## What to do
Reproduce the data below verbatim, starting at the line that contains "Consider the photo above. For every instance of the grassy" and ending with the line that contains "(1192, 476)", including both of those lines.

(Dataset items)
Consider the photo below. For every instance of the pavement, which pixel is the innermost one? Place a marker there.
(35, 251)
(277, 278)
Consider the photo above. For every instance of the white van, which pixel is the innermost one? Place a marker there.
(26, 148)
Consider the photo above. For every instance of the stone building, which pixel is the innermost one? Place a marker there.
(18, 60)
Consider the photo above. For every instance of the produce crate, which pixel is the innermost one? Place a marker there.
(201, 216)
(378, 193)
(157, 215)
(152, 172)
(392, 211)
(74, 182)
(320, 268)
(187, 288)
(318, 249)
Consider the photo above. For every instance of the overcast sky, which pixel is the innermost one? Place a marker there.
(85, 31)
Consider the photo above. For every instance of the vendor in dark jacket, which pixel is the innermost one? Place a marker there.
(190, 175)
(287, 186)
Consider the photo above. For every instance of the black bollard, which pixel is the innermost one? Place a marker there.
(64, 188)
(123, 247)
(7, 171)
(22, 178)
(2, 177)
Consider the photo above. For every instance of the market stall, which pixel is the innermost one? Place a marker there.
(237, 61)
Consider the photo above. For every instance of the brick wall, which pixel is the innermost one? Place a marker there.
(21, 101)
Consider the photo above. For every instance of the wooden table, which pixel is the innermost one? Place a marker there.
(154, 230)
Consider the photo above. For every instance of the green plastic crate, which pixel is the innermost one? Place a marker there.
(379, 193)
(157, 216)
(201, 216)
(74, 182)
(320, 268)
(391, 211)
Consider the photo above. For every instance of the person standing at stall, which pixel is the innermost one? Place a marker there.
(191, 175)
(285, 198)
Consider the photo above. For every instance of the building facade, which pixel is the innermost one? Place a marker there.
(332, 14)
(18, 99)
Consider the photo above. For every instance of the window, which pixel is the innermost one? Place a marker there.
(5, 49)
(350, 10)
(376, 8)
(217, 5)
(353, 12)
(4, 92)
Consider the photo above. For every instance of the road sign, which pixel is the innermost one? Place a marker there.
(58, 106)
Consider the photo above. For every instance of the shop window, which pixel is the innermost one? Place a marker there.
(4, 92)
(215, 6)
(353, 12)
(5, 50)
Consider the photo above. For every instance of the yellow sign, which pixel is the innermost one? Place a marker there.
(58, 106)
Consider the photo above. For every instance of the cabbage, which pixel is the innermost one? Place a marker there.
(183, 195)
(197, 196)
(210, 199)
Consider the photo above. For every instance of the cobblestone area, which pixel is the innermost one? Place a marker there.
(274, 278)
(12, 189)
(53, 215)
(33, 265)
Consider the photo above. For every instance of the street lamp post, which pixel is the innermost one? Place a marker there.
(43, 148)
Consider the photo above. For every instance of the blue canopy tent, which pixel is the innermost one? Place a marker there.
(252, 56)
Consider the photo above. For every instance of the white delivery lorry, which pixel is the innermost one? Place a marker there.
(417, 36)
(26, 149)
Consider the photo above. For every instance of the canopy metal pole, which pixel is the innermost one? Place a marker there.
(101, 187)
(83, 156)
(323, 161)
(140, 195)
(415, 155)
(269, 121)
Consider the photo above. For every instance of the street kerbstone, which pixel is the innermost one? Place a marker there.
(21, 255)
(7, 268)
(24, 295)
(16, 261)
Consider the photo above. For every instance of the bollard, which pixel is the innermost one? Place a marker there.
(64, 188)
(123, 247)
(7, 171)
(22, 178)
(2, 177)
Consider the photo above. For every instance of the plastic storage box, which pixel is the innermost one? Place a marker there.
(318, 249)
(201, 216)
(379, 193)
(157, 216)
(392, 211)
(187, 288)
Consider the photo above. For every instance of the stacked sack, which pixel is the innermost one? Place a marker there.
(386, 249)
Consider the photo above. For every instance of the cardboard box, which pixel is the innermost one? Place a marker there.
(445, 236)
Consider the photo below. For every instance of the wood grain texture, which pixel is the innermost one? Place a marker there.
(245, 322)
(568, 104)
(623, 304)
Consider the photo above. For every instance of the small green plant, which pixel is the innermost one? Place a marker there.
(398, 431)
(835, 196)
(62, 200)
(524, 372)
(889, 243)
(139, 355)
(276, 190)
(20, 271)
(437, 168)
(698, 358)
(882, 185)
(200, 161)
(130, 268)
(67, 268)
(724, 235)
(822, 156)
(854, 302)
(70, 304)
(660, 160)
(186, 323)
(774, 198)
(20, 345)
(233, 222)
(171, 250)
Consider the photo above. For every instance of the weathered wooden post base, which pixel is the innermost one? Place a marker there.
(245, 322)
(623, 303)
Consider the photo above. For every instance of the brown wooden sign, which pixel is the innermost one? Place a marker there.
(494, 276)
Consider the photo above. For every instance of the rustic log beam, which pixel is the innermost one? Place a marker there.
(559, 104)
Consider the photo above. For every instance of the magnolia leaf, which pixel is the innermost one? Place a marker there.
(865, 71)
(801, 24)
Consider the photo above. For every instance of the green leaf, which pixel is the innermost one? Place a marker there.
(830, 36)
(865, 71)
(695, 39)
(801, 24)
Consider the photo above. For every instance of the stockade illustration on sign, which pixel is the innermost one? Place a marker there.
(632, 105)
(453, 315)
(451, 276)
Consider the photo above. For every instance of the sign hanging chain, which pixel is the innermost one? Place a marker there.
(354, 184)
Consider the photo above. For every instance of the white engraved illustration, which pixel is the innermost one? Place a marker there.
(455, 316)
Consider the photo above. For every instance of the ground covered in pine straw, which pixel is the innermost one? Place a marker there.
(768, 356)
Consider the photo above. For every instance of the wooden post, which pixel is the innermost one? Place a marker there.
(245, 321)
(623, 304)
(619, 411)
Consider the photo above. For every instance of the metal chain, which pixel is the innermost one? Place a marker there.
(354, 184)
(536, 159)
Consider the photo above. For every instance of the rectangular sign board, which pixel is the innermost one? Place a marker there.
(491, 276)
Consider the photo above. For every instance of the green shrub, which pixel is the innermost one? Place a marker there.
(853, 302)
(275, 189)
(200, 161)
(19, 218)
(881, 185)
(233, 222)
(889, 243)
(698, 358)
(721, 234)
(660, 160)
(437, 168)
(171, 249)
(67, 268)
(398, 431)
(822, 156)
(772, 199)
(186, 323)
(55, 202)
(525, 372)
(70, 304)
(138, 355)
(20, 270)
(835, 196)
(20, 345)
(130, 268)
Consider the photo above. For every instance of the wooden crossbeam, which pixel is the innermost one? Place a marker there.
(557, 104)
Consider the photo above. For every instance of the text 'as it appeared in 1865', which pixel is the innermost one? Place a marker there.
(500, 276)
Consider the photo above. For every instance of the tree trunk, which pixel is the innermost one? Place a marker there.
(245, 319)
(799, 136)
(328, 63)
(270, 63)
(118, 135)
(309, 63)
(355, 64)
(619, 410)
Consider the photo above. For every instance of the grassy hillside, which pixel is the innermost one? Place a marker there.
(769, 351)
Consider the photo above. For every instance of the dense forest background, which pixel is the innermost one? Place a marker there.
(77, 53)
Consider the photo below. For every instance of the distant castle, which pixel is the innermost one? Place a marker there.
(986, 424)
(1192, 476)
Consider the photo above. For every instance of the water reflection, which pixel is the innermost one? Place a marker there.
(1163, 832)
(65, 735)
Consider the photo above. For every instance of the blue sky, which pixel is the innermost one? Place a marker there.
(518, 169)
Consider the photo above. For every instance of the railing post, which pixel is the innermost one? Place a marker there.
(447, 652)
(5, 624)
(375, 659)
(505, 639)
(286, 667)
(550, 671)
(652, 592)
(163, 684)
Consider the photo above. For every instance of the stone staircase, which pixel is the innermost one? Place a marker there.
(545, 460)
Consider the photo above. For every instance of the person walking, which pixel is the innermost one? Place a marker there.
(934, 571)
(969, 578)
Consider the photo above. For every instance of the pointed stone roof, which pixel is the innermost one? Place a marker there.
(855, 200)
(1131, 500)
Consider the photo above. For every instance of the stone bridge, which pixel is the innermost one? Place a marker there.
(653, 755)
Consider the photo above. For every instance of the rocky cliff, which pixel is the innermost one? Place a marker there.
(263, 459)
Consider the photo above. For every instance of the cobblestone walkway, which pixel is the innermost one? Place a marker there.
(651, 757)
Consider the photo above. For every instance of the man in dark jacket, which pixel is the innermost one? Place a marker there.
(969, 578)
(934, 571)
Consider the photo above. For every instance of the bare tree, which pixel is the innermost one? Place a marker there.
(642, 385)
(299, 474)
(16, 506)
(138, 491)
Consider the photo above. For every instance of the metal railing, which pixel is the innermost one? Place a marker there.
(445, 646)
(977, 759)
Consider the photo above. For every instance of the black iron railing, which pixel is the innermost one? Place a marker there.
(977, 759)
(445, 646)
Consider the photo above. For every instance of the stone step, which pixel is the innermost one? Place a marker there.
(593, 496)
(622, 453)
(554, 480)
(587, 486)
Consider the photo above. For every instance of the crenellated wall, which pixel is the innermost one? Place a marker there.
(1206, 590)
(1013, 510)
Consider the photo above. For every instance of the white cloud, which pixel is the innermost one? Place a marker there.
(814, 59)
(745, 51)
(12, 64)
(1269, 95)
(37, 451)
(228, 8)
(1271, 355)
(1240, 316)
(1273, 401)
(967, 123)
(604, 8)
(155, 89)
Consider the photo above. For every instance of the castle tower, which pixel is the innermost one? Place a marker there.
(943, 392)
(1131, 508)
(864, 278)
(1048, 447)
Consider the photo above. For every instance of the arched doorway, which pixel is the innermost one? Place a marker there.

## In response
Consider the photo above. For every instance of the grassy hillside, which pixel is the innermost one? Place a marker there.
(769, 351)
Consider the photo above. For every instance of the dense forest background, which pixel is the innermost one? Place a marker there.
(77, 53)
Consider the photo below. For every instance of the distant castle, which pixel is the innermost one? Place a marker there.
(986, 424)
(1192, 476)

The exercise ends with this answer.